TASK OBJECTIVE:
Copy everything from the start of the items down to and including the line that contains "--target car rear bumper", reproducing each line without any change.

RECORDS PROVIDED:
⟨

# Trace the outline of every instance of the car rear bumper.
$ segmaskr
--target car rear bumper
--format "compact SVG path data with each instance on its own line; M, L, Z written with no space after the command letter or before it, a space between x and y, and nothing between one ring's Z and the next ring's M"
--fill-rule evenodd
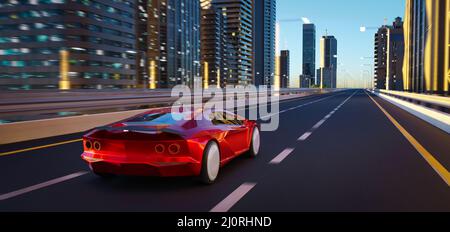
M198 176L201 164L192 157L164 157L156 156L142 159L126 157L96 156L83 153L92 171L127 176Z

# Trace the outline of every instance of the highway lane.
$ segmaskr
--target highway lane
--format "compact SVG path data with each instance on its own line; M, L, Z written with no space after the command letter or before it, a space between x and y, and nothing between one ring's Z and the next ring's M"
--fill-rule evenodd
M192 178L102 180L88 173L0 201L0 211L209 211L248 183L255 185L242 199L231 194L236 198L231 199L236 203L230 206L232 211L450 209L448 186L362 90L332 96L282 103L280 109L286 112L281 114L280 128L262 134L260 156L235 160L213 186ZM401 117L406 129L419 127L413 134L432 147L436 158L448 156L448 135L389 103L381 104ZM306 140L297 141L318 123ZM433 142L428 135L440 137ZM61 138L31 143L51 141ZM31 144L8 149L26 145ZM270 164L286 148L294 149L281 163ZM71 143L0 157L0 194L87 171L80 153L81 143ZM449 164L445 158L439 160Z

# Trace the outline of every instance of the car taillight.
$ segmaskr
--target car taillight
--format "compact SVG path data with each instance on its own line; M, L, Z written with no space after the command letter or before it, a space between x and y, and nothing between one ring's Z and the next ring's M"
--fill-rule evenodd
M84 146L86 147L87 150L91 150L92 149L92 142L89 140L84 141Z
M164 152L164 150L165 150L165 147L164 147L164 145L162 145L162 144L157 144L157 145L155 146L155 152L156 152L156 153L161 154L161 153Z
M100 142L98 141L94 142L94 149L97 151L100 151L100 149L102 149L102 145L100 144Z
M180 145L176 143L172 143L169 145L169 153L172 155L176 155L180 153Z

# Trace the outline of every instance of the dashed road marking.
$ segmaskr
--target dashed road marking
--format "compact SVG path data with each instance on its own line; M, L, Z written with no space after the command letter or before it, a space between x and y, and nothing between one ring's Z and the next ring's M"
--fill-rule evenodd
M46 181L44 183L40 183L40 184L37 184L37 185L33 185L33 186L30 186L30 187L19 189L19 190L13 191L13 192L5 193L5 194L0 195L0 201L4 201L4 200L7 200L7 199L10 199L10 198L13 198L13 197L17 197L17 196L20 196L20 195L23 195L23 194L26 194L26 193L29 193L29 192L32 192L32 191L36 191L36 190L39 190L39 189L51 186L51 185L59 184L59 183L64 182L64 181L68 181L68 180L80 177L80 176L85 175L87 173L88 172L84 172L84 171L82 171L82 172L75 172L75 173L72 173L72 174L67 175L67 176L63 176L63 177L59 177L59 178L56 178L56 179L53 179L53 180Z
M250 190L252 190L255 185L256 183L243 183L225 199L219 202L219 204L212 208L210 212L228 212L239 200L241 200L248 192L250 192Z
M270 161L270 164L279 164L279 163L283 162L283 160L286 159L286 157L288 157L293 151L294 151L294 148L284 149L272 161Z

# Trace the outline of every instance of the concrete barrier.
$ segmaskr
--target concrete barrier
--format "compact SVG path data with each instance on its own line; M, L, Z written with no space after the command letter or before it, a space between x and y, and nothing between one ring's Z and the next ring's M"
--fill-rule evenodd
M394 97L395 95L405 98L405 97L412 97L413 100L425 102L427 104L431 105L438 105L438 106L448 106L448 100L447 98L442 97L434 97L434 96L427 96L425 95L424 98L421 98L418 94L408 95L402 94L402 93L396 93L396 92L389 92L388 95L386 91L382 92L373 92L374 94L378 95L382 99L394 104L395 106L409 112L410 114L430 123L431 125L447 132L450 134L450 114L438 111L432 108L428 108L422 105L414 104L399 98ZM393 96L392 96L393 95Z

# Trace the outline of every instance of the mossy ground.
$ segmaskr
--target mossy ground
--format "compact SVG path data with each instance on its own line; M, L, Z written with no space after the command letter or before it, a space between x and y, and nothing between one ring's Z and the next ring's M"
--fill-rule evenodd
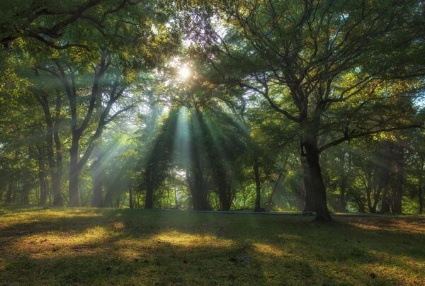
M424 217L0 207L1 285L425 285Z

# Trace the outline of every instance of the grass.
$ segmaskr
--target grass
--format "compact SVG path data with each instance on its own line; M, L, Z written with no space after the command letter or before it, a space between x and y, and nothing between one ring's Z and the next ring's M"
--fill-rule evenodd
M0 207L0 285L425 285L425 219Z

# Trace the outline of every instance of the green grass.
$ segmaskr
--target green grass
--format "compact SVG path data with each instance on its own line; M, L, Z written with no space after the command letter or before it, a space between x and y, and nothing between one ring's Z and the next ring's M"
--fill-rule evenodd
M425 285L425 219L0 208L0 285Z

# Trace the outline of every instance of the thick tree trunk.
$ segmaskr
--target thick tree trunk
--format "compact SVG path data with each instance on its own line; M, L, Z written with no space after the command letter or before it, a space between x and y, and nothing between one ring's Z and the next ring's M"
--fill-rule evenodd
M70 207L78 207L78 185L80 169L78 165L78 141L72 139L69 149L69 204Z
M332 218L327 208L326 188L322 176L322 170L319 161L319 148L315 137L307 137L304 142L305 155L310 173L312 183L316 199L316 220L320 222L332 221Z
M103 200L102 198L102 186L103 170L102 168L102 149L99 145L94 151L92 165L93 171L93 206L102 207Z
M261 184L260 181L260 170L258 159L255 159L254 164L254 176L255 177L255 208L254 212L261 212Z
M312 178L306 157L301 157L301 165L302 166L302 171L304 173L304 189L305 190L305 203L303 212L316 212L317 209L316 207L314 190L313 190Z
M283 176L283 172L279 173L278 179L276 180L274 185L273 186L273 189L271 190L271 193L270 194L270 196L268 197L268 201L267 202L269 207L271 207L271 205L273 205L273 196L276 193L276 190L278 189L278 186L280 183L280 180L282 180Z
M62 144L59 137L58 124L60 116L60 109L62 106L60 94L57 93L56 96L56 114L55 127L53 129L53 139L55 139L55 148L56 151L56 171L51 173L52 176L52 192L53 193L53 205L64 205L64 201L62 195L60 181L62 174Z
M192 195L192 205L196 210L210 210L208 202L208 188L200 169L193 170L192 176L187 177L188 185Z

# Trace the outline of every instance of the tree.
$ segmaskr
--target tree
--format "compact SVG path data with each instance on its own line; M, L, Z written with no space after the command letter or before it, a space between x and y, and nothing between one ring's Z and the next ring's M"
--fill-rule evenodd
M385 125L377 124L370 114L358 111L368 110L382 97L391 100L400 93L387 96L387 90L379 90L383 79L421 74L421 70L404 69L406 64L400 62L386 62L399 64L397 69L382 63L390 42L397 61L407 43L412 50L419 47L416 25L421 20L417 3L214 4L227 33L222 37L215 33L215 41L207 42L203 52L206 61L222 75L223 82L261 94L274 111L298 125L301 155L306 158L314 186L316 218L330 220L320 154L353 138L420 125L409 121L407 114L404 120L392 118ZM207 21L207 28L213 25ZM416 89L414 85L406 88ZM348 103L351 110L346 112L344 105Z

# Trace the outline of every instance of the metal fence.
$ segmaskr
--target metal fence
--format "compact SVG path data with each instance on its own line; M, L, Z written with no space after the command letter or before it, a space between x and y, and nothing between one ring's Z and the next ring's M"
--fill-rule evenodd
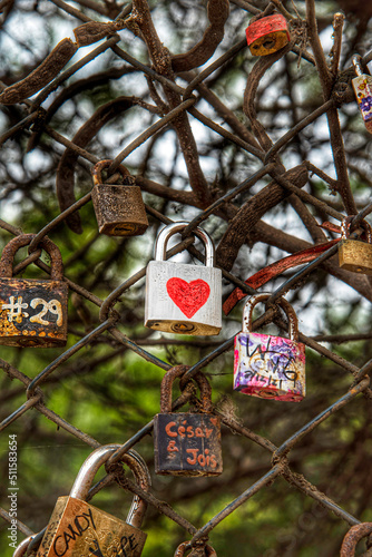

⟩

CORRECT RESPONSE:
# Trace the outline of every instance of the car rear bumper.
$ segmaskr
--target car rear bumper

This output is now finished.